**WHAT TO PRODUCE:** Identify each line in the entries below that contains the word "trail", and copy every such line in full.

#### DATASET RECORDS ####

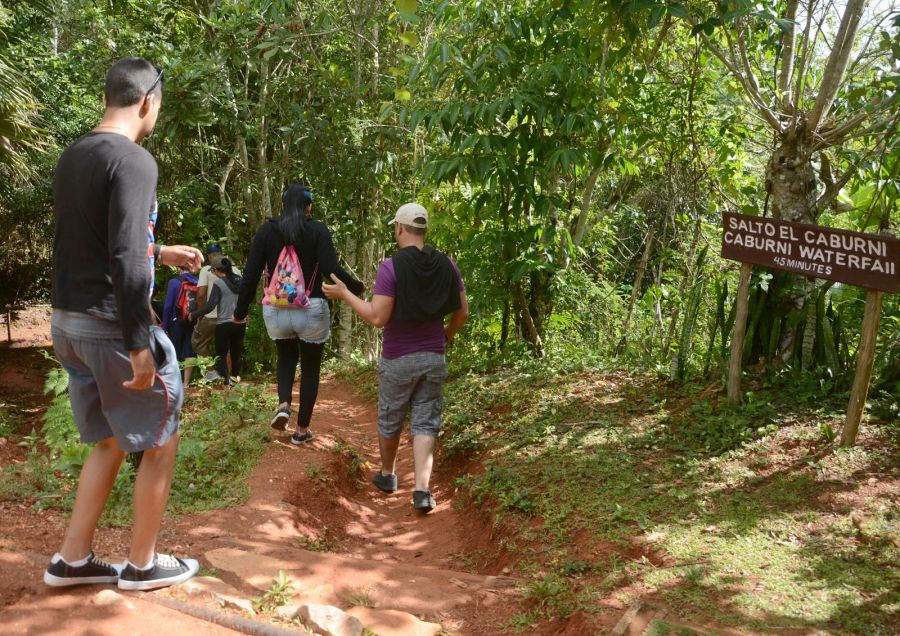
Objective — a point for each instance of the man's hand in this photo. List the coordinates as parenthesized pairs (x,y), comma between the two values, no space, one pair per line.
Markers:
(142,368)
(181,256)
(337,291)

####
#### DATASET RECORDS ####

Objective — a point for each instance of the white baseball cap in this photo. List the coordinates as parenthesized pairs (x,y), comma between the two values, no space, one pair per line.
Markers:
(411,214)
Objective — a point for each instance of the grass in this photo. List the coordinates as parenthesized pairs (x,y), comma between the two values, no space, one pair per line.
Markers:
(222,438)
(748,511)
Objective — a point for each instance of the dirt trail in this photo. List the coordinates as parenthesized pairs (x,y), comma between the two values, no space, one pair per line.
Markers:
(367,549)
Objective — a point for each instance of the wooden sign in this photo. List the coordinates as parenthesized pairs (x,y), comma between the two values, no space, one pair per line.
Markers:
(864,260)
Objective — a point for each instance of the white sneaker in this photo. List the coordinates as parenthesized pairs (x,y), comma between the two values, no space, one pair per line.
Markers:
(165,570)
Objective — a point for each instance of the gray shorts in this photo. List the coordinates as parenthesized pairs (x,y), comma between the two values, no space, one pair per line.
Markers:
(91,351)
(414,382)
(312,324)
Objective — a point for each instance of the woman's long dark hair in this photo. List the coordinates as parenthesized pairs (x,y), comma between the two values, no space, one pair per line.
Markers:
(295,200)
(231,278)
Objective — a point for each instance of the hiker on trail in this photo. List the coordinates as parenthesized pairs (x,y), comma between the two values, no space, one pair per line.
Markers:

####

**RESULT FOR THIS TASK:**
Objective — a point for each instance of the dirt trail in this photo. List the coordinates as parenthesized pairs (x,y), comma between the two values, no space, one pair per line.
Objective — a point for each instance of the hiker on trail in this photo. List the coordinates as parenthesized pairs (x,y), comma between the two values, no space, one pair per line.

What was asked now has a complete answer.